→ Complete the following
(1) Decide whether each statement agrees with the review of Rush below, answering yes or no and quoting the exact words of the review that decide it: (a) the film tells the story of the 1976 championship race; (b) Olivia Wilde plays Niki Lauda's wife; (c) Ron Howard wrote the script.
(2) From the review of Rush below, set down the passage starting with "On the other" and going on through "for the senses.".

→ Text provided

Rush is about rivalry, testosterone driven rivalry of two Formula One driving champions -James Hunt and Niki Lauda. It will heat up your ray-bans as you watch Chris Hemsworth portray James Hunt and Daniel Bruhl star as Niki Lauda. Rush is the true story of the 1976 championship race between these two dynamic dare-devils. Hemsworth has Hunt’s swagger and playboy charm down pat. I only missed the willing-to-die -for gaze in his eyes that Hunt had in his last photo in the film. Hemsworth acting was good, but the look in his eye of do or die that Hunt had is missing. Hunt wore that risk taking expression that embodied his core while Hemsworth has a glint in his eyes at all times, but not the deeply combative spirit that Hunt possessed. Sue Miller (Olivia Wilde) has a thankless role as Hunt’s (Hemsworth’s) wife for one year.
On the other hand, Daniel Bruhl has Niki Lauda’s Austrian sensibilities down pat. Lauda’s knowledge of mechanics and precision, his intellect, made him a threat to Hunt. Bruhl’s performance is magnificent. He shows the perfect teutonic desire to win uber alles. The Austrian flair portrayed by his wife, Alexandra Maria Lara, adds to this film’s sense of accuracy and realism. Rarely do movies take us into an Austrian sensibility save for Arnold Schwarzenegger. But Bruhl’s acting takes us there as does the script by Peter Morgan. I enjoyed the journey into the competitive Austrian mind almost as much as the racing scenes shot with perfection. Ron Howard directed this cinematic Grand Prix for the senses.

→ Information provided
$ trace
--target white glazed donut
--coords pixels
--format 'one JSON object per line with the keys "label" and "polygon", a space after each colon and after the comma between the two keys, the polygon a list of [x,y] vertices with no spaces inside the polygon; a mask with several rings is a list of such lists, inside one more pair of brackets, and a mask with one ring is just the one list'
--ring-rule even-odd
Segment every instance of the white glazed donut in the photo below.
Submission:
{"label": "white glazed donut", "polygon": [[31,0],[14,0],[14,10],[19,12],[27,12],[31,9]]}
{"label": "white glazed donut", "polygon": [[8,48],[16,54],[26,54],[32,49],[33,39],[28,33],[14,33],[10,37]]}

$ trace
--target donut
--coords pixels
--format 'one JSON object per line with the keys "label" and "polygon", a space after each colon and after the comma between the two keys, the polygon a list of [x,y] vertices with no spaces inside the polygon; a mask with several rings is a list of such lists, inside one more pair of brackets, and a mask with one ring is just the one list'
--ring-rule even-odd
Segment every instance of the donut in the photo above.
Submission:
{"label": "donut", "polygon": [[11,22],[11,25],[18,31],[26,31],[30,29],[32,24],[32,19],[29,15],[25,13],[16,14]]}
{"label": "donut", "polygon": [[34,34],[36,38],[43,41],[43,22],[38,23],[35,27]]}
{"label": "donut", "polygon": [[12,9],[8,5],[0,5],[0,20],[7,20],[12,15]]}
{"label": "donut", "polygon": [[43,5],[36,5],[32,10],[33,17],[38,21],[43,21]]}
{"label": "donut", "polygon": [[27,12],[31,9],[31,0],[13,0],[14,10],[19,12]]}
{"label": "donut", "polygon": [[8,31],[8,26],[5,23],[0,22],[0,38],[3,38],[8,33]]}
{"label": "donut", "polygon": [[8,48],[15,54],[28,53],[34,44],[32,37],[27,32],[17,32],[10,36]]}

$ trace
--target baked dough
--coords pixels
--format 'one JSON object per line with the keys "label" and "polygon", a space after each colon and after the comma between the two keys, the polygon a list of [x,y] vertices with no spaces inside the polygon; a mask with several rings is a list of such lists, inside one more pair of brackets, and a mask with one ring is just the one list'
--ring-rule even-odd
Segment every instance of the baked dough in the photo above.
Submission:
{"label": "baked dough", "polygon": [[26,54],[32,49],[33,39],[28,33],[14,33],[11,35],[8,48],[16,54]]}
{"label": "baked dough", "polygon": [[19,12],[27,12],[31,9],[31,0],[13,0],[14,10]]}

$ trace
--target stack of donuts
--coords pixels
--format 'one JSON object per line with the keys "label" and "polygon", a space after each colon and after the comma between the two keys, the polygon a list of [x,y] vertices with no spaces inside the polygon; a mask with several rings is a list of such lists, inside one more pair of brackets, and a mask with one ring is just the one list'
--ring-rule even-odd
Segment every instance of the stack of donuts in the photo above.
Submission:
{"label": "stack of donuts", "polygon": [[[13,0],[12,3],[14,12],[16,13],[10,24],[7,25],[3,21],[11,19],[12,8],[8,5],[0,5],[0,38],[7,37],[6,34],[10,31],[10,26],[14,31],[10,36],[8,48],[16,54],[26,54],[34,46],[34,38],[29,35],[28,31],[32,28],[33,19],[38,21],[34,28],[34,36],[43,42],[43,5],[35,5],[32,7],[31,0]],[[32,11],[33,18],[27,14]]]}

→ Answers provided
(1)
(a) Yes: "Rush is the true story of the 1976 championship race between these two dynamic dare-devils."
(b) No: "Sue Miller (Olivia Wilde) has a thankless role as Hunt’s (Hemsworth’s) wife for one year."
(c) No: "But Bruhl’s acting takes us there as does the script by Peter Morgan."

(2)
On the other hand, Daniel Bruhl has Niki Lauda’s Austrian sensibilities down pat. Lauda’s knowledge of mechanics and precision, his intellect, made him a threat to Hunt. Bruhl’s performance is magnificent. He shows the perfect teutonic desire to win uber alles. The Austrian flair portrayed by his wife, Alexandra Maria Lara, adds to this film’s sense of accuracy and realism. Rarely do movies take us into an Austrian sensibility save for Arnold Schwarzenegger. But Bruhl’s acting takes us there as does the script by Peter Morgan. I enjoyed the journey into the competitive Austrian mind almost as much as the racing scenes shot with perfection. Ron Howard directed this cinematic Grand Prix for the senses.